• _TEXTAUSZUG_

Derweil äussern sich bereits kritische Stimmen aus dem Baselbiet, das von den Gebühren natürlich stark betroffen wäre: «Das skizzierte Projekt der Basler Regierung ist nichts anderes als eine Strassensteuer», kritisiert etwa FDP-Landrat Thomas Eugster auf Anfrage. Der Liestaler ist Mitglied der Bau- und Planungskommission und befasst sich mit Vorliebe mit Verkehrspolitik. Für ihn ist klar: «Ein Pilotprojekt zum Mobility Pricing kann nur funktionieren, wenn alle Verkehrsträger involviert sind. Der öffentliche Verkehr darf dabei nicht ausgenommen werden.» Es sei indes klar, dass die Städter lediglich auf den motorisierten Individualverkehr zielen. Damit werde der eigentliche Sinn und Zweck von Mobility Pricing aber verfehlt. «Es soll ja darum gehen, die ganze Verkehrsinfrastruktur ausgewogener zu nutzen und nicht darum, die Autofahrer zur Kasse zu bitten.»
Der SP-Landrat Thomas Noack begrüsst grundsätzlich den Pilotversuch mit dem schadstoff- und zeitabhängigen Road Pricing in Basel-Stadt. Allerdings bedauert auch er, dass die Basler Regierung vielmehr ein Road als ein Mobility Pricing einführen will. «Es geht darum, die bestehenden Kapazitäten auf den Verkehrsnetzen möglichst gut auszunutzen. Dazu braucht es eine Verlagerung vom motorisierten Individualverkehr auf den öV, und die Möglichkeiten des Langsamverkehrs müssen stärker genutzt werden», sagt der Bubendörfer. Gerade in der Nutzung von E-Bikes sieht Noack für die Basler Agglomeration eine «Riesenchance».

Bildgestützte Grounding-Daten
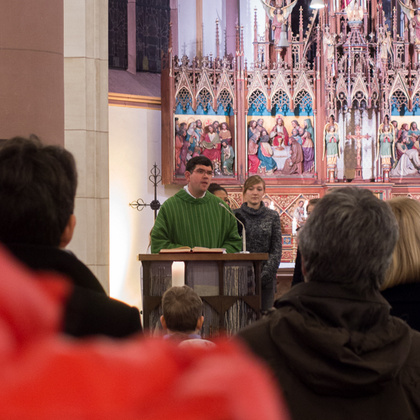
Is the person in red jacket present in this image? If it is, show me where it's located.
[0,247,289,420]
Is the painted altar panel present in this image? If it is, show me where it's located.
[162,0,420,188]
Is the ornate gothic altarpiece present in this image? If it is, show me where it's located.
[162,0,420,261]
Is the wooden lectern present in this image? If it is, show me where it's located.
[138,252,268,336]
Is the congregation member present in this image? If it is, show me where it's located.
[160,286,214,347]
[151,156,242,253]
[0,246,290,420]
[234,175,282,311]
[239,187,420,420]
[0,136,141,337]
[382,197,420,331]
[208,182,230,207]
[292,198,319,286]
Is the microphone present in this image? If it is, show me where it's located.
[219,203,249,254]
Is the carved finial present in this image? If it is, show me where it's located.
[216,19,220,58]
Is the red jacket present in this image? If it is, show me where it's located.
[0,249,289,420]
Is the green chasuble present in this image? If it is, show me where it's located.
[151,189,242,253]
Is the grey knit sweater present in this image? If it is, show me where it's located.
[234,202,282,287]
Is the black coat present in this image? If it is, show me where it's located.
[239,282,420,420]
[6,244,142,337]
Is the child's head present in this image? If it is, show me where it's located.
[160,286,204,333]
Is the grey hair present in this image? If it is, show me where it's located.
[299,187,398,293]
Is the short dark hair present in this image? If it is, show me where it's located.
[0,136,77,246]
[162,286,203,332]
[242,175,265,194]
[299,187,398,294]
[207,182,228,194]
[185,156,213,173]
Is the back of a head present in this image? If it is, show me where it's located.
[382,197,420,289]
[299,187,398,294]
[0,137,77,246]
[162,286,203,332]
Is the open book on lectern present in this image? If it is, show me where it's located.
[159,246,226,254]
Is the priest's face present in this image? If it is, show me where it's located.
[185,165,213,198]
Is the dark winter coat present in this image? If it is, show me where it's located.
[239,282,420,420]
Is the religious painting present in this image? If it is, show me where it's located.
[247,115,315,177]
[174,115,235,178]
[388,116,420,178]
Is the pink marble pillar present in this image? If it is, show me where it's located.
[127,0,137,74]
[225,0,239,56]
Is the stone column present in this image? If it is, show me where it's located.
[0,0,64,145]
[63,0,109,290]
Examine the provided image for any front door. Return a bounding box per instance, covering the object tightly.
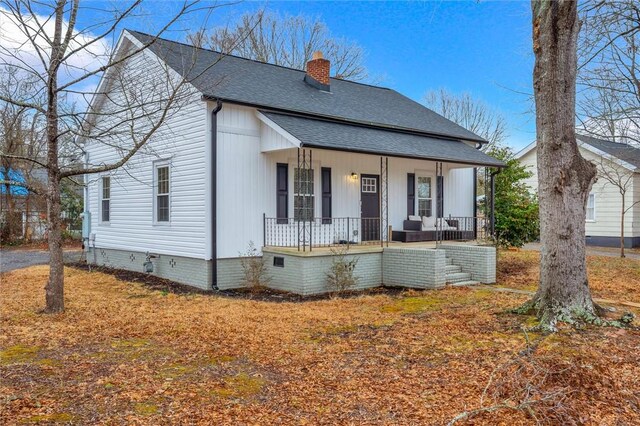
[360,175,380,241]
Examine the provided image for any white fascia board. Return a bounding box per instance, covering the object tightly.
[578,141,637,172]
[256,110,302,148]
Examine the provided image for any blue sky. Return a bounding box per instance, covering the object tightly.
[80,0,535,149]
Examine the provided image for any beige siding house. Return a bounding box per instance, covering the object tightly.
[517,135,640,247]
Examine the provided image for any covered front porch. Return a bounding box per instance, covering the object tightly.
[258,111,501,252]
[262,148,492,252]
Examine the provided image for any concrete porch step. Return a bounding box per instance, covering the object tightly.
[444,265,462,274]
[446,272,471,284]
[451,280,480,287]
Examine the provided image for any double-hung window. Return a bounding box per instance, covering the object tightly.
[154,164,171,223]
[418,176,433,217]
[293,168,315,221]
[100,176,111,222]
[587,194,596,222]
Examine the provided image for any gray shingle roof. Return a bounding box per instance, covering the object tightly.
[129,30,486,142]
[260,110,504,167]
[576,135,640,169]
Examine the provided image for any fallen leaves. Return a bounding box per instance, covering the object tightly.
[0,252,640,425]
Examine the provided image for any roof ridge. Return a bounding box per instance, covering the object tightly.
[123,28,395,91]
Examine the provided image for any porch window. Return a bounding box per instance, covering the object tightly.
[100,176,111,222]
[155,165,169,222]
[293,168,315,221]
[587,194,596,222]
[418,176,433,217]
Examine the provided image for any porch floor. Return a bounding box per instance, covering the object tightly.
[263,240,486,257]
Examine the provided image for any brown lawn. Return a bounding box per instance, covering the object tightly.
[0,252,640,425]
[498,250,640,303]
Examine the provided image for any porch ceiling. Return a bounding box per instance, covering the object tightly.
[260,110,505,167]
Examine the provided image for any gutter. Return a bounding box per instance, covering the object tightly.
[210,99,222,290]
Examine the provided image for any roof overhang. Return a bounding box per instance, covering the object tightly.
[257,110,506,167]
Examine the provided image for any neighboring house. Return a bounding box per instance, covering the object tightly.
[0,167,47,242]
[85,31,503,294]
[517,135,640,247]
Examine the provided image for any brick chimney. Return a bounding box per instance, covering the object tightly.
[304,52,331,92]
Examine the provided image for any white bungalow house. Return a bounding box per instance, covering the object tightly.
[85,31,503,294]
[516,135,640,247]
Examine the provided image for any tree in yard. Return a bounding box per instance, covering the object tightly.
[487,145,540,247]
[191,10,369,81]
[521,0,598,331]
[424,89,507,149]
[0,0,229,313]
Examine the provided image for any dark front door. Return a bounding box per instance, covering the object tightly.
[360,175,380,241]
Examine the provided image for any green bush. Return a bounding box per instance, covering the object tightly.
[487,146,540,247]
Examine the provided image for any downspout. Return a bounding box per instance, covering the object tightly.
[485,169,502,244]
[210,99,222,290]
[473,143,486,240]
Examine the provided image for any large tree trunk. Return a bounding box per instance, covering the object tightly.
[527,0,596,331]
[45,1,65,313]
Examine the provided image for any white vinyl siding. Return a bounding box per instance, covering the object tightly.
[218,103,474,258]
[520,143,640,237]
[587,193,596,222]
[86,39,208,259]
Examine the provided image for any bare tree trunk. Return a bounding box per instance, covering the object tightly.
[620,191,625,257]
[523,0,596,331]
[45,1,65,313]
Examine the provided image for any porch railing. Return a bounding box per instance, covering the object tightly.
[263,216,381,249]
[436,216,489,242]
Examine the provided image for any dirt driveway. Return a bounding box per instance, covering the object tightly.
[0,248,82,273]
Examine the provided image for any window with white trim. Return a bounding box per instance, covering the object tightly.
[362,178,378,194]
[293,168,315,221]
[418,176,433,217]
[587,193,596,222]
[154,164,171,222]
[100,176,111,222]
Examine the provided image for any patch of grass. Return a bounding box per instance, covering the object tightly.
[0,345,40,365]
[380,295,443,314]
[211,372,265,399]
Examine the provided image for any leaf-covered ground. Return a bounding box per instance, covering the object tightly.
[498,250,640,303]
[0,252,640,425]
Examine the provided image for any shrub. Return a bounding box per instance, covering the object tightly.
[327,247,358,293]
[240,241,271,290]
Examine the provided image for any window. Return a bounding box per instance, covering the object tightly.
[293,168,315,221]
[587,194,596,222]
[418,176,433,217]
[100,176,111,222]
[362,178,378,194]
[155,165,170,222]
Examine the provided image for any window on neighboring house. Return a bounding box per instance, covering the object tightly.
[155,165,170,222]
[100,176,111,222]
[587,194,596,221]
[418,176,433,217]
[293,168,315,221]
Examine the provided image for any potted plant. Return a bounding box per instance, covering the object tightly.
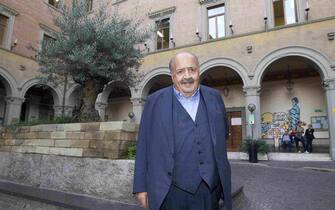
[242,138,269,163]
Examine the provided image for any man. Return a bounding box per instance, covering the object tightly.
[133,52,232,210]
[294,121,306,153]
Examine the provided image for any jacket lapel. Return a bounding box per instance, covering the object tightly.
[159,86,174,154]
[200,85,217,146]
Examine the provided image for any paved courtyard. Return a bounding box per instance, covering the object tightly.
[0,161,335,210]
[232,161,335,210]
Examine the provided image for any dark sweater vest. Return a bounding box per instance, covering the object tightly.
[172,92,219,193]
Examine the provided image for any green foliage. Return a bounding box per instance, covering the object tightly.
[127,142,136,159]
[37,0,149,121]
[38,0,148,86]
[242,137,269,154]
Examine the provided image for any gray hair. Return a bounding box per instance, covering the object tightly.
[169,51,199,72]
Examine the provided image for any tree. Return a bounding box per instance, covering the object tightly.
[38,0,149,121]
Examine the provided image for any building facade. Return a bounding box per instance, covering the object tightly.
[0,0,335,159]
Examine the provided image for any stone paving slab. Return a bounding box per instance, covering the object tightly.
[231,161,335,210]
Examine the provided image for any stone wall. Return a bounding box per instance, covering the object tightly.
[0,122,138,159]
[0,152,136,204]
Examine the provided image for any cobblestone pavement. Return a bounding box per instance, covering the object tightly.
[0,193,70,210]
[231,161,335,210]
[0,161,335,210]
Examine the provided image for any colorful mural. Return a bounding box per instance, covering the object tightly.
[261,97,300,139]
[261,112,289,139]
[289,97,300,130]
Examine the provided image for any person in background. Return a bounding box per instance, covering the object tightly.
[305,124,315,153]
[294,121,306,153]
[280,130,292,152]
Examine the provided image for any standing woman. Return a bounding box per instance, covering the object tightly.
[305,124,315,153]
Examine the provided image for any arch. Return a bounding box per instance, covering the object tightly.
[138,66,171,98]
[97,81,132,104]
[200,57,248,86]
[253,46,331,86]
[20,78,62,106]
[0,66,18,96]
[65,83,81,106]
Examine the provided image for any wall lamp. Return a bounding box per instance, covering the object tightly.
[263,16,268,31]
[229,21,234,35]
[327,32,335,41]
[305,1,309,21]
[144,43,150,52]
[170,36,176,47]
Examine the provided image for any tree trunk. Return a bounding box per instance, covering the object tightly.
[79,80,101,122]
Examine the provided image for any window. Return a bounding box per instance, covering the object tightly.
[207,5,226,39]
[0,14,9,47]
[86,0,93,12]
[156,18,170,50]
[48,0,60,8]
[273,0,298,26]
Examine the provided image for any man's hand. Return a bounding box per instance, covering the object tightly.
[135,192,148,209]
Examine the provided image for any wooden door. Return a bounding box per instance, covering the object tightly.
[227,111,242,152]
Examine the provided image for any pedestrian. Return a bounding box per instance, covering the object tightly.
[305,124,315,153]
[133,52,232,210]
[294,121,306,153]
[281,130,292,152]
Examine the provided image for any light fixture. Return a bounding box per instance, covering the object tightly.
[170,35,176,47]
[327,32,335,41]
[144,43,150,52]
[264,16,268,31]
[229,21,234,35]
[305,1,309,21]
[222,85,229,97]
[285,65,294,94]
[157,31,164,38]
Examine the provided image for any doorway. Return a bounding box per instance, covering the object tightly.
[227,110,244,152]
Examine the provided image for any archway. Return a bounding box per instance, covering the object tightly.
[200,65,246,151]
[142,74,172,98]
[102,82,133,121]
[20,84,57,122]
[260,55,329,153]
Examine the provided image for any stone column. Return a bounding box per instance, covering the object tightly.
[243,86,261,139]
[324,79,335,160]
[54,105,63,117]
[64,106,74,117]
[53,105,74,117]
[95,102,107,121]
[130,98,145,123]
[5,96,25,125]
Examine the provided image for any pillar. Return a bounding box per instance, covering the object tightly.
[324,79,335,160]
[130,98,145,123]
[95,102,107,121]
[5,96,25,125]
[243,86,261,139]
[54,105,63,117]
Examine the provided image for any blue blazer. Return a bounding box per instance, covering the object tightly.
[133,85,232,210]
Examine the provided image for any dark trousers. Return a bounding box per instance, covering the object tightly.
[294,137,306,152]
[160,181,222,210]
[306,138,313,153]
[282,141,292,152]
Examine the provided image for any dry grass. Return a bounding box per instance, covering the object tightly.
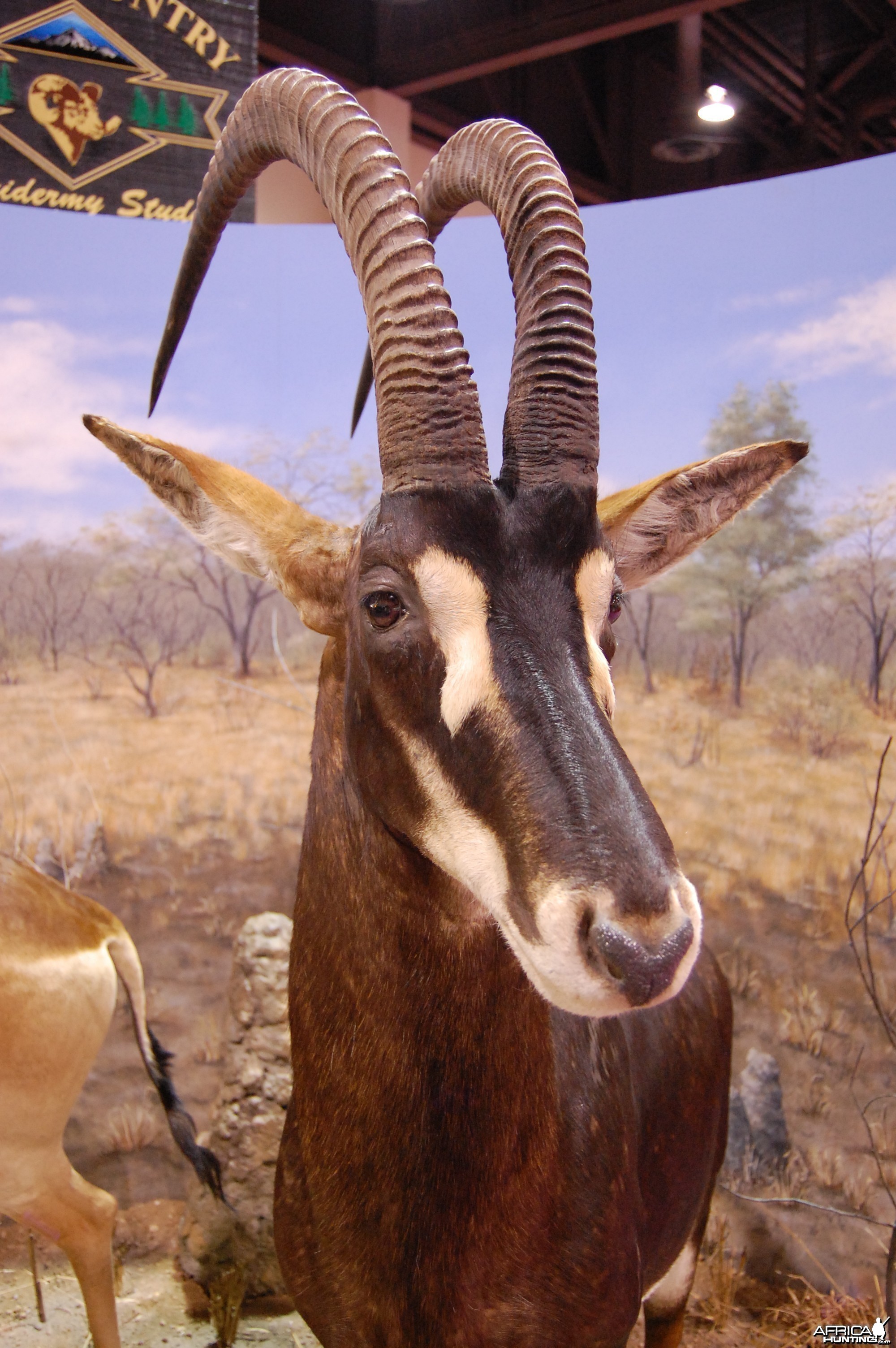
[616,677,892,916]
[103,1103,162,1153]
[762,1278,884,1345]
[806,1146,844,1189]
[803,1071,833,1119]
[779,983,844,1058]
[0,667,314,867]
[719,941,761,1002]
[691,1214,744,1331]
[0,666,887,900]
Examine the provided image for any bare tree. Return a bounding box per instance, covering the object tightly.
[844,734,896,1324]
[660,383,821,706]
[174,432,377,678]
[827,480,896,704]
[101,542,202,717]
[178,544,278,678]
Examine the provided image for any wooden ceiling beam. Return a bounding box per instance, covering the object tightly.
[258,19,373,93]
[563,55,616,178]
[377,0,738,99]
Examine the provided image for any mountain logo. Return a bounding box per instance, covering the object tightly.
[0,0,229,195]
[28,75,121,167]
[9,9,136,70]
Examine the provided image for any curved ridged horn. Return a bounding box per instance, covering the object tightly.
[150,69,489,491]
[353,119,598,484]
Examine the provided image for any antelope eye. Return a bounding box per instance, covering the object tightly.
[364,591,404,631]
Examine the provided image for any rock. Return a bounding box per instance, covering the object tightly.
[34,838,65,884]
[71,820,109,880]
[740,1049,789,1178]
[178,912,293,1297]
[722,1086,753,1180]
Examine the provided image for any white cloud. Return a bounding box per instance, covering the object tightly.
[0,295,38,314]
[0,311,234,493]
[757,272,896,379]
[728,281,829,313]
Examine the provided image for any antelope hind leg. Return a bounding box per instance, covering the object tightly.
[644,1236,699,1348]
[9,1157,121,1348]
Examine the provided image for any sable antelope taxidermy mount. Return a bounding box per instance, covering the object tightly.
[86,70,806,1348]
[0,856,224,1348]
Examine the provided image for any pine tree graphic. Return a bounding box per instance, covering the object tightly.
[175,93,199,136]
[131,89,152,127]
[0,60,16,108]
[152,89,171,131]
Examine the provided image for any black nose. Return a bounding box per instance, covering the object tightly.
[587,918,694,1007]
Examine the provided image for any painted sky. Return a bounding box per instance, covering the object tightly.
[0,155,896,536]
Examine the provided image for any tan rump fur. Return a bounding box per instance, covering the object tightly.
[400,730,509,920]
[0,856,205,1348]
[83,416,357,635]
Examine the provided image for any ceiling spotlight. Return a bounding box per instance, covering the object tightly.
[697,85,734,121]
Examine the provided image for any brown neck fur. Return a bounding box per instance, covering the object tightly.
[275,642,728,1348]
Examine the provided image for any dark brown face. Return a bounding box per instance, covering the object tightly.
[346,487,701,1016]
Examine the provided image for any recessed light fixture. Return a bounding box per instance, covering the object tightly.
[697,85,734,121]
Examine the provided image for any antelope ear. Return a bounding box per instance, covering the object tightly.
[83,415,357,636]
[597,440,809,591]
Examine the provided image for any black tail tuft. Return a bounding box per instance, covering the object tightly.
[147,1026,226,1202]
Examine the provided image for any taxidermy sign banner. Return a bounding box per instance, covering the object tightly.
[0,0,257,220]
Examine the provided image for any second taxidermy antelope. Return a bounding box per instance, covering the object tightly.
[86,70,806,1348]
[0,856,222,1348]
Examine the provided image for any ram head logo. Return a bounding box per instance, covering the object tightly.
[28,75,121,166]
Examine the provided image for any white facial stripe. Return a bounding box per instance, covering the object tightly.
[496,873,702,1019]
[660,872,703,1006]
[400,732,509,920]
[575,553,616,717]
[412,547,499,734]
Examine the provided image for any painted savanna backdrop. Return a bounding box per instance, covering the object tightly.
[0,150,896,1348]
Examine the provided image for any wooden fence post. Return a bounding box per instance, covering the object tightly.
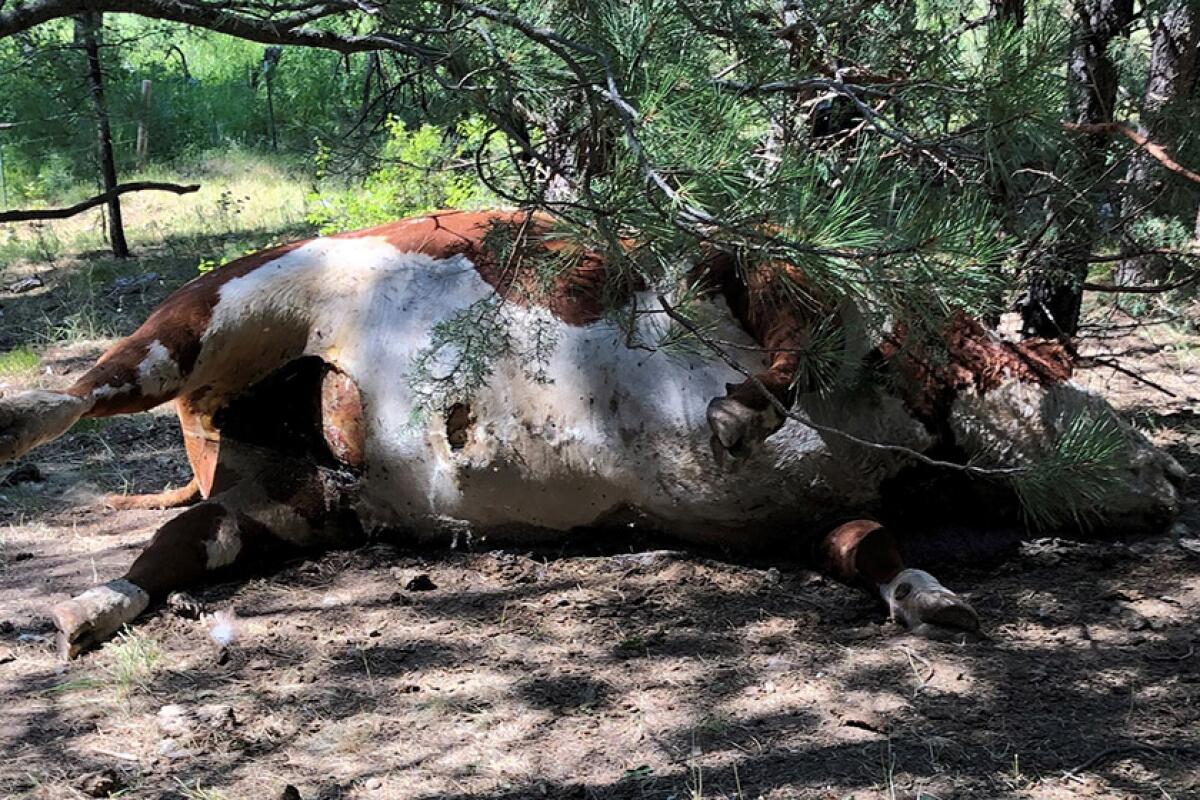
[137,80,150,169]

• _AUFGABEN_
1. Welcher Kommission gehört Thomas Eugster laut dem Textauszug an?
2. Bitte nenne alle Verkehrsarten, die im Textauszug ausdrücklich vorkommen.
3. Schreib den Textauszug über das geplante Basler Road Pricing im Anschluss an seinen letzten Satz weiter.
Die Einträge haben mit dem Textauszug nichts zu tun.

• _NUMMERIERTE ANTWORTEN_
1. Der Bau- und Planungskommission.

2. motorisierter Individualverkehr, öffentlicher Verkehr (öV), Langsamverkehr

3.
Das führt Noack zum zweiten Kritikpunkt: «Der Verkehr, unter dem die Stadt leidet, kommt eigentlich von ausserhalb der Stadt. Ich sehe darum nicht ein, warum die beiden Basel hier nicht eng zusammenarbeiten.» Noack hatte bereits im Februar die Baselbieter Regierung in einem Postulat aufgefordert, eine Beteiligung des Landkantons am Pilotprojekt zu prüfen. Die Antwort der Regierung steht noch aus. Auf Anfrage schreibt die Bau- und Umweltschutzdirektion: «Der Kanton Basel-Stadt hat zugesichert, dass die wesentlichen Eckpunkte des Pilotprojekts wie Gebührenhöhe, Perimeter und das Erfassungskonzept erst im Rahmen der noch bevorstehenden Machbarkeitsstudie festgelegt werden und dass dabei der Kanton Baselland vorgängig angehört wird. In diesem Kontext könnte auch geprüft werden, ob sich der Landkanton umfassender einbringen sollte.» Der Abteilungsleiter Mobilitätsstrategie Basel-Stadt, Simon Kettner, bestätigt: «Bei einer allfälligen Machbarkeitsstudie würden wir das Baselbiet auf jeden Fall einbeziehen. Wenn der Landkanton zudem ein deutliches Interesse signalisiert, am Pilot teilzunehmen, sind wir auch dafür offen.»
«Zu komplex» für Pilotversuch
Die Baselbieter Regierung sieht denn auch Potenzial im Ansatz Mobility Pricing und begrüsst die Absicht des Bundes, Pilotprojekte zu ermöglichen, wie es auf Anfrage heisst. Das konkrete Vorhaben des Kantons Basel-Stadt könne allerdings erst mit Vorliegen von Konzept und Machbarkeitsprüfung beurteilt werden. Klar sei aber, dass dabei «alle Formen der Mobilität» beachtet werden müssten. Dass Basel-Stadt den öV aus seinem Konzept ausschliesst, habe praktische Gründe, sagt Kettner demgegenüber. «Für einen Pilotversuch wäre es zu komplex, alle Transportunternehmen, den Tarifverbund sowie zwangsläufig auch die Nachbarkantone und das angrenzende Ausland in das Konzept miteinzubeziehen.» Längerfristig sei dies aber sicherlich anzustreben.